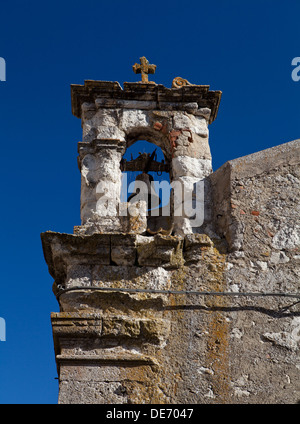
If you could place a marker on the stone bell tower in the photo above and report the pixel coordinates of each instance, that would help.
(121, 335)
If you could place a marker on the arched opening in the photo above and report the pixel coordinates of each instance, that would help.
(145, 165)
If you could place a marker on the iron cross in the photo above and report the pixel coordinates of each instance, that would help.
(144, 68)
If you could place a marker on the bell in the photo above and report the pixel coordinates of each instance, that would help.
(144, 190)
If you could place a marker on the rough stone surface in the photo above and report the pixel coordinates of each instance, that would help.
(121, 335)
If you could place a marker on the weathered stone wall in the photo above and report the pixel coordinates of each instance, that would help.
(256, 209)
(119, 336)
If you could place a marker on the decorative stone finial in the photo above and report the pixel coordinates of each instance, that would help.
(180, 82)
(144, 69)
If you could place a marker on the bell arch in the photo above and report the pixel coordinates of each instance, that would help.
(144, 167)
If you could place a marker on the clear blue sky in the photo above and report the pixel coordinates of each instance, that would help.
(243, 48)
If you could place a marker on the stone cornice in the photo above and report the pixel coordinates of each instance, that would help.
(157, 94)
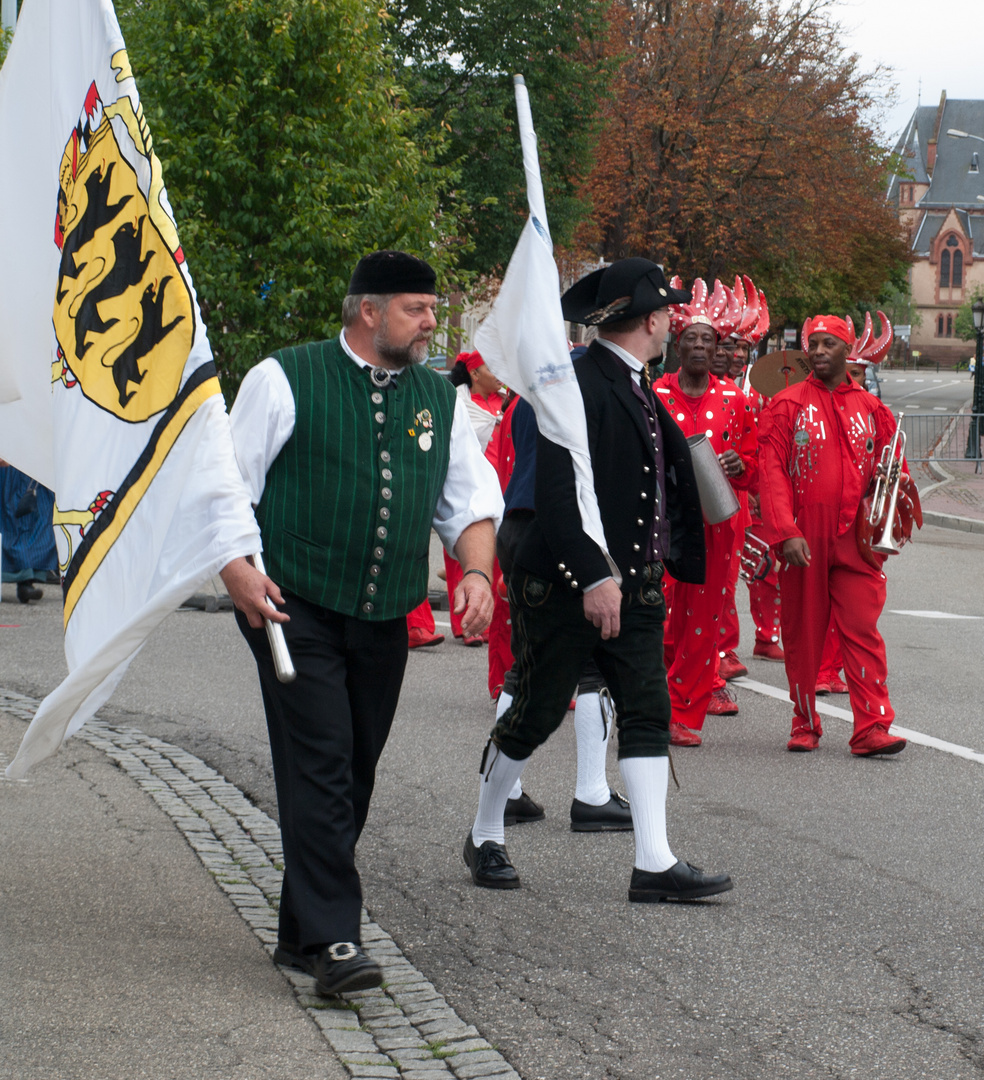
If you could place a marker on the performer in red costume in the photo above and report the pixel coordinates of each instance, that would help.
(820, 444)
(702, 405)
(764, 602)
(867, 350)
(482, 393)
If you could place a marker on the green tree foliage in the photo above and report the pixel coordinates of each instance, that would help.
(736, 140)
(287, 154)
(5, 38)
(457, 61)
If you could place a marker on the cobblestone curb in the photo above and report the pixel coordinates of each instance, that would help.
(405, 1028)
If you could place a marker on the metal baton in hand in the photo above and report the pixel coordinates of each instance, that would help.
(282, 660)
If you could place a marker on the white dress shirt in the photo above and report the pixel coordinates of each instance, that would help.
(263, 420)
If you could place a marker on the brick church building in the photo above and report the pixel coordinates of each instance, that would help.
(939, 191)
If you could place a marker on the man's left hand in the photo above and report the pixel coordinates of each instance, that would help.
(473, 596)
(731, 463)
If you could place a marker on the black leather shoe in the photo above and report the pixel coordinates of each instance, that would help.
(682, 881)
(28, 591)
(489, 865)
(522, 810)
(342, 968)
(291, 956)
(610, 817)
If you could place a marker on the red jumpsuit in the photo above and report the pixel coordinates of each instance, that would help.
(818, 455)
(695, 629)
(764, 602)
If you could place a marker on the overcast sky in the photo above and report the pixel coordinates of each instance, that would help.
(939, 41)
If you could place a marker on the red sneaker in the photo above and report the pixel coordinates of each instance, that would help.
(769, 650)
(730, 666)
(803, 742)
(723, 703)
(682, 736)
(418, 637)
(877, 741)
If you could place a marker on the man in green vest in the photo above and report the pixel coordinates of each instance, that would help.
(352, 450)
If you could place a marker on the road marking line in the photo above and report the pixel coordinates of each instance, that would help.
(843, 714)
(934, 615)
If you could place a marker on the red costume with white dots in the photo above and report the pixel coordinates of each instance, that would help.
(818, 451)
(693, 626)
(764, 601)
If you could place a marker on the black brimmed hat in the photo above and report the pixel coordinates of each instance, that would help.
(627, 288)
(385, 272)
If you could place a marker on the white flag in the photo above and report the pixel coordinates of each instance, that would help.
(119, 410)
(524, 342)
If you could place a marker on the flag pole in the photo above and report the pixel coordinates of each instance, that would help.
(282, 661)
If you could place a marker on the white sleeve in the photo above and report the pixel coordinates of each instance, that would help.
(471, 490)
(483, 422)
(263, 420)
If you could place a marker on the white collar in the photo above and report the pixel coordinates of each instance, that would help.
(348, 351)
(636, 365)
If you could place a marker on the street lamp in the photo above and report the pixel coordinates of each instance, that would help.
(976, 420)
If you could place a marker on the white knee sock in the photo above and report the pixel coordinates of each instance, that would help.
(503, 703)
(593, 717)
(498, 778)
(646, 780)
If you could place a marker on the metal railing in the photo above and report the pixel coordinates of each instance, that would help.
(943, 436)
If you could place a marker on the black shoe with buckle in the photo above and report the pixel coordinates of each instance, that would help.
(342, 968)
(522, 810)
(489, 865)
(682, 881)
(610, 817)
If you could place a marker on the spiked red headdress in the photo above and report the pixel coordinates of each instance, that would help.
(754, 323)
(843, 328)
(716, 310)
(868, 349)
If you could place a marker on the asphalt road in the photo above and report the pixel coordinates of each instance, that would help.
(851, 945)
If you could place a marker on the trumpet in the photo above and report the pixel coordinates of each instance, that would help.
(885, 499)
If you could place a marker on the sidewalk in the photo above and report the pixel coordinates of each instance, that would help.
(119, 956)
(952, 495)
(136, 934)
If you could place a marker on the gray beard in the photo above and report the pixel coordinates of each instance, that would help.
(399, 355)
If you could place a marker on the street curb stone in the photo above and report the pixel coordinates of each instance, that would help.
(377, 1034)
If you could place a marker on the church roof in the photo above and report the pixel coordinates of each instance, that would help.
(956, 178)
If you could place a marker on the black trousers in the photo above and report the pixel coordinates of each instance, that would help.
(327, 729)
(552, 642)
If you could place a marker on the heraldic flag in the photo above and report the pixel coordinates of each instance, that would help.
(524, 342)
(118, 408)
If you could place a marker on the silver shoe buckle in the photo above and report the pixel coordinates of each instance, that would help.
(342, 950)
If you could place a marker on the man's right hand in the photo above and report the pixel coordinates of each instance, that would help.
(248, 590)
(796, 551)
(603, 606)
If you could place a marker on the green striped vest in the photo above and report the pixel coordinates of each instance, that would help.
(348, 504)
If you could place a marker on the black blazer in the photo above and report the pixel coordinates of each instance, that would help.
(555, 548)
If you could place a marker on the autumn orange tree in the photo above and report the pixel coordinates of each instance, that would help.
(736, 139)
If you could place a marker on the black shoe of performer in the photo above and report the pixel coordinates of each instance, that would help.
(28, 591)
(489, 865)
(682, 881)
(342, 968)
(610, 817)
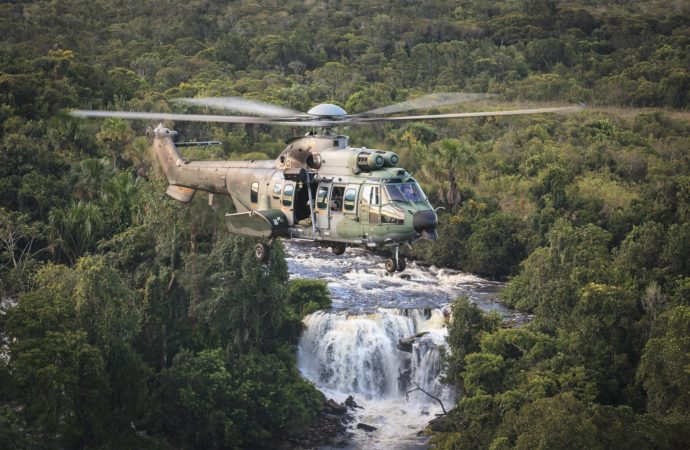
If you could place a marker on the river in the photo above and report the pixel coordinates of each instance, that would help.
(353, 349)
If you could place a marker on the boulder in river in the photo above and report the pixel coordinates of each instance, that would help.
(405, 344)
(333, 407)
(365, 427)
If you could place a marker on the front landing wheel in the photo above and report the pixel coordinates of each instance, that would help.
(261, 252)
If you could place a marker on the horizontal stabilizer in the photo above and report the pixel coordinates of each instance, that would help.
(180, 193)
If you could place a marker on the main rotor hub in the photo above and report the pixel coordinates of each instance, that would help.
(327, 110)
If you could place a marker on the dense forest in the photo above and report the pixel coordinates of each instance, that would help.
(131, 321)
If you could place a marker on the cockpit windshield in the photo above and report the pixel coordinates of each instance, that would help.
(403, 192)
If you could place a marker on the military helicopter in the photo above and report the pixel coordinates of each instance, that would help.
(319, 188)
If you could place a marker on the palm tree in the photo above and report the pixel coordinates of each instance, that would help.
(449, 161)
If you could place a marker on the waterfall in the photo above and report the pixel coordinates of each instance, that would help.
(357, 354)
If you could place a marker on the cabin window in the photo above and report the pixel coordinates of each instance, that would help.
(349, 202)
(255, 192)
(337, 198)
(392, 214)
(276, 190)
(321, 196)
(288, 192)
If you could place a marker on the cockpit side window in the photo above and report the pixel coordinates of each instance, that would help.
(403, 192)
(276, 190)
(254, 192)
(321, 197)
(288, 192)
(350, 198)
(337, 198)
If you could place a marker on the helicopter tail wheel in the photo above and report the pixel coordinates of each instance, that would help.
(338, 249)
(391, 266)
(261, 252)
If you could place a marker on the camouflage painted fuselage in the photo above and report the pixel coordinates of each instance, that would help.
(319, 189)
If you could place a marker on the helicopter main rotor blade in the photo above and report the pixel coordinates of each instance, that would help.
(171, 116)
(242, 105)
(428, 101)
(516, 112)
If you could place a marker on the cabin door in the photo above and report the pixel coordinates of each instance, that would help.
(322, 211)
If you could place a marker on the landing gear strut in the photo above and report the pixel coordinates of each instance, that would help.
(262, 252)
(338, 248)
(396, 263)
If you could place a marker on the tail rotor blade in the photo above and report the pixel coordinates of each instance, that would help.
(428, 101)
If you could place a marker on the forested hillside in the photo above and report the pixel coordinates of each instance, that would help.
(131, 321)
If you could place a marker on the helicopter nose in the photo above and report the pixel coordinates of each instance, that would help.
(425, 222)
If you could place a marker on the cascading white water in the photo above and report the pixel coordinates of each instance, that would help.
(352, 350)
(358, 355)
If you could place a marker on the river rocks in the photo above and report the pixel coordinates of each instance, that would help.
(329, 428)
(406, 344)
(335, 408)
(365, 427)
(350, 403)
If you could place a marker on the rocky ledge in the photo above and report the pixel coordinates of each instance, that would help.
(329, 428)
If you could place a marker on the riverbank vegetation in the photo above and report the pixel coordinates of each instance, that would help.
(128, 320)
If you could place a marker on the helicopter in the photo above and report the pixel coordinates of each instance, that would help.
(319, 188)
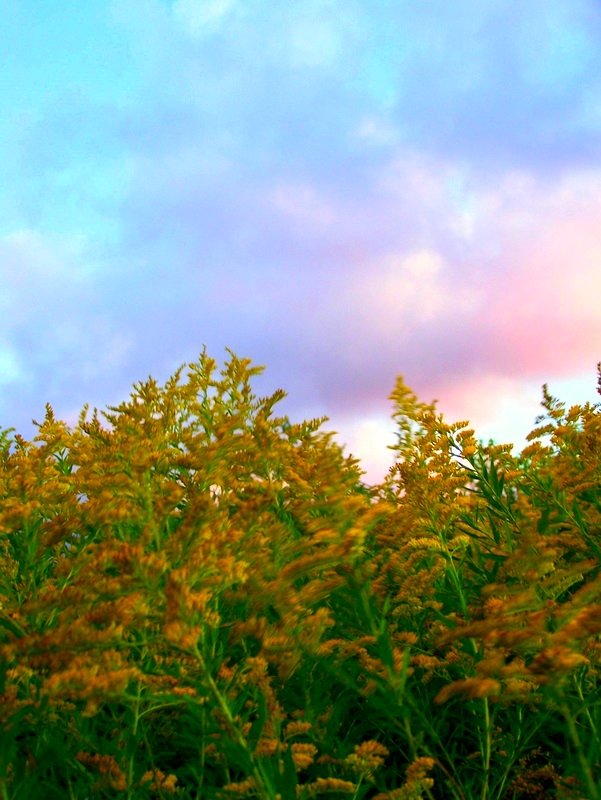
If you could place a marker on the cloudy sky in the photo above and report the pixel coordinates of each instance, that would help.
(341, 190)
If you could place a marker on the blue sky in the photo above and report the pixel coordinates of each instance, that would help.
(341, 190)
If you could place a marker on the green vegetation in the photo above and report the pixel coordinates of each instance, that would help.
(204, 601)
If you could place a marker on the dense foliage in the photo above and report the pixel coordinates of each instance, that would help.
(206, 601)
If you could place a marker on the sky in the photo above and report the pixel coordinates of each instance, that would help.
(343, 191)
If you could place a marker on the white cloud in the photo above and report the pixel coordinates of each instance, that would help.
(194, 16)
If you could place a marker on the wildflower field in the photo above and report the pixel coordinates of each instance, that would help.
(205, 601)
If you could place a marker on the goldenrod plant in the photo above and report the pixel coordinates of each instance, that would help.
(204, 601)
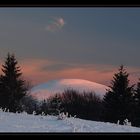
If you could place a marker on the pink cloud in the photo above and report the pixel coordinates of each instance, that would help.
(103, 74)
(56, 24)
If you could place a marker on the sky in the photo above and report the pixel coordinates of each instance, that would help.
(72, 42)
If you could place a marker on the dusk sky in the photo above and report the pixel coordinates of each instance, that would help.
(86, 43)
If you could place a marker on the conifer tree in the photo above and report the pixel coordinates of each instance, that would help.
(119, 101)
(12, 87)
(137, 103)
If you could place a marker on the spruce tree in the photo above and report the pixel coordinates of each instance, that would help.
(12, 87)
(119, 101)
(137, 103)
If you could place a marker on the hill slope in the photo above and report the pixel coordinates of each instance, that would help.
(58, 86)
(11, 122)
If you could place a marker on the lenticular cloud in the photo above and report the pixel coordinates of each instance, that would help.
(55, 24)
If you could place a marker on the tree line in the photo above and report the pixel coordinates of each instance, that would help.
(121, 101)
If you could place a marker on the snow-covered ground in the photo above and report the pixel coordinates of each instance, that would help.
(11, 122)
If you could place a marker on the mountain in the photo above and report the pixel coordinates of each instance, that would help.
(44, 90)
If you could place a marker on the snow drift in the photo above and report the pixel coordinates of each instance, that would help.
(14, 122)
(44, 90)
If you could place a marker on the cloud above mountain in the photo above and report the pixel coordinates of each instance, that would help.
(55, 24)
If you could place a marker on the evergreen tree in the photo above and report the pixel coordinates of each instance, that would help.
(55, 105)
(119, 101)
(137, 103)
(12, 87)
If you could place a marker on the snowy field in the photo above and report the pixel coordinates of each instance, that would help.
(11, 122)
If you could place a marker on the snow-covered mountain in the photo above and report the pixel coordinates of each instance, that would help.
(44, 90)
(14, 122)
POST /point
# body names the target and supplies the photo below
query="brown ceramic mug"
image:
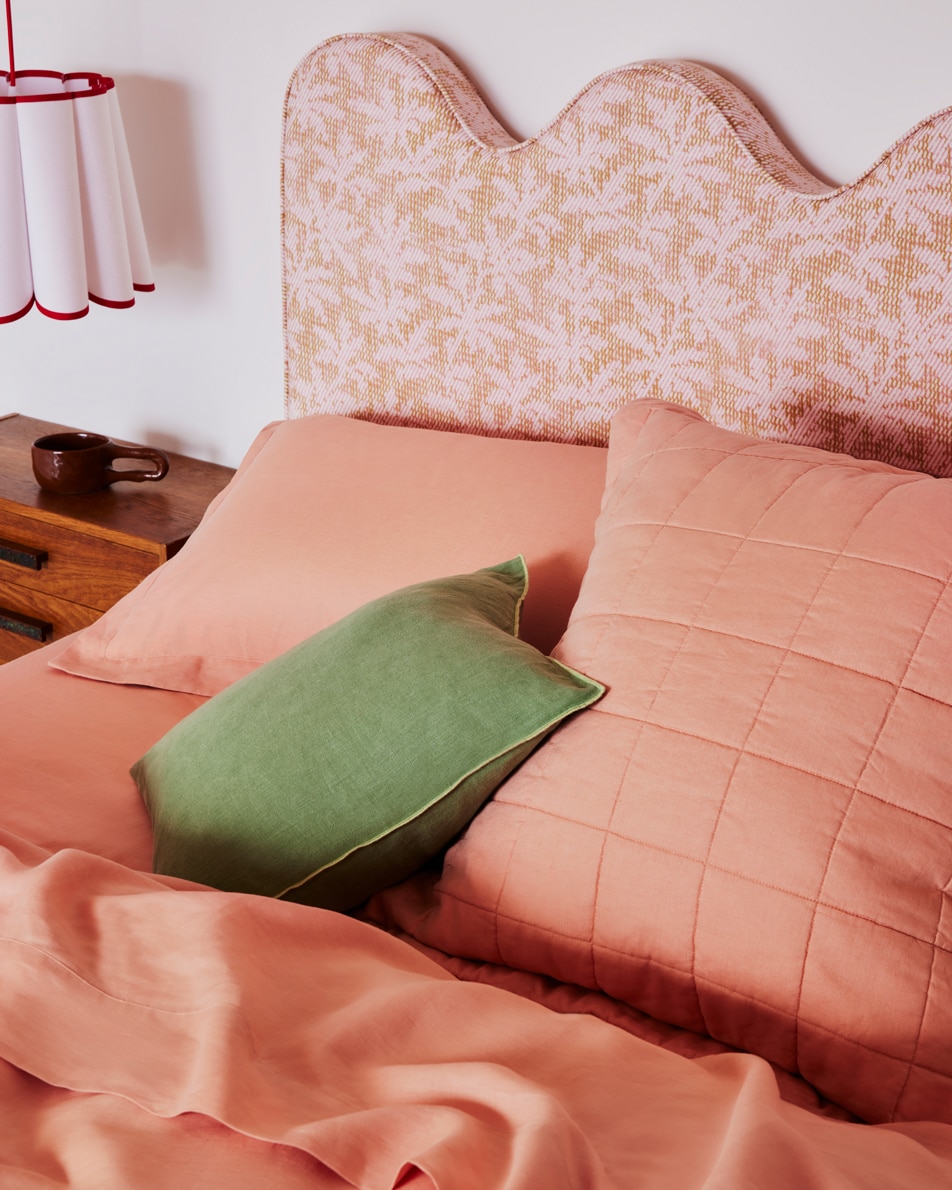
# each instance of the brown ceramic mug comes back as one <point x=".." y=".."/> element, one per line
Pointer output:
<point x="74" y="463"/>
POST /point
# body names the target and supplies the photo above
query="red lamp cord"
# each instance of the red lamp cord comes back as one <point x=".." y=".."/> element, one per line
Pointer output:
<point x="10" y="45"/>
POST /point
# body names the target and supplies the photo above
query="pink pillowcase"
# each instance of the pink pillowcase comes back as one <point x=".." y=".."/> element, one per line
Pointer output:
<point x="325" y="514"/>
<point x="751" y="834"/>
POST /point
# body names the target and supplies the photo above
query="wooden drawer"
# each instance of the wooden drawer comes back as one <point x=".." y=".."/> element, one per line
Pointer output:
<point x="79" y="567"/>
<point x="20" y="601"/>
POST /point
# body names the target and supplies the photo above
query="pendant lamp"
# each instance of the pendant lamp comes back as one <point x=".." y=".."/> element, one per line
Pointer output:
<point x="70" y="229"/>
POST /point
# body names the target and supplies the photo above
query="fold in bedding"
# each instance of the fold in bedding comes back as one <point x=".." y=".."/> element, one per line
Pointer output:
<point x="333" y="1051"/>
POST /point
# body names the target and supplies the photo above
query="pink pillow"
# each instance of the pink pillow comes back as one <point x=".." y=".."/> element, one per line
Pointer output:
<point x="751" y="834"/>
<point x="325" y="514"/>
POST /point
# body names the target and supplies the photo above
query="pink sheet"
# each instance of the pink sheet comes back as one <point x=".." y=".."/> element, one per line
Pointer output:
<point x="174" y="1012"/>
<point x="66" y="749"/>
<point x="156" y="1034"/>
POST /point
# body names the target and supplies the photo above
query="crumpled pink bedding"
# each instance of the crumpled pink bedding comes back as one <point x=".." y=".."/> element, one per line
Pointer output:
<point x="174" y="1012"/>
<point x="156" y="1034"/>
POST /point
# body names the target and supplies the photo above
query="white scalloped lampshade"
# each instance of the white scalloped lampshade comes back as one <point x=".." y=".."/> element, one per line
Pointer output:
<point x="70" y="229"/>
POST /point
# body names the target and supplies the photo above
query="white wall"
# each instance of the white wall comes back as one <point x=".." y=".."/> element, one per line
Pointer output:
<point x="198" y="365"/>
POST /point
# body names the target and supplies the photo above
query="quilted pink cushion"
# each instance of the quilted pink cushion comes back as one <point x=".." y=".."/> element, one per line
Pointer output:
<point x="751" y="834"/>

• • • •

Which lines in the items above contain the word "road"? Pick out each one and copy it in full.

**ANSWER TO THIS PROBLEM**
If you could place a marker on the road marking line in the photo above and report the pixel coordinates of each instance, that would help.
If you could place a marker on the asphalt road in the photo above and report the pixel coordinates of each instance, that would help.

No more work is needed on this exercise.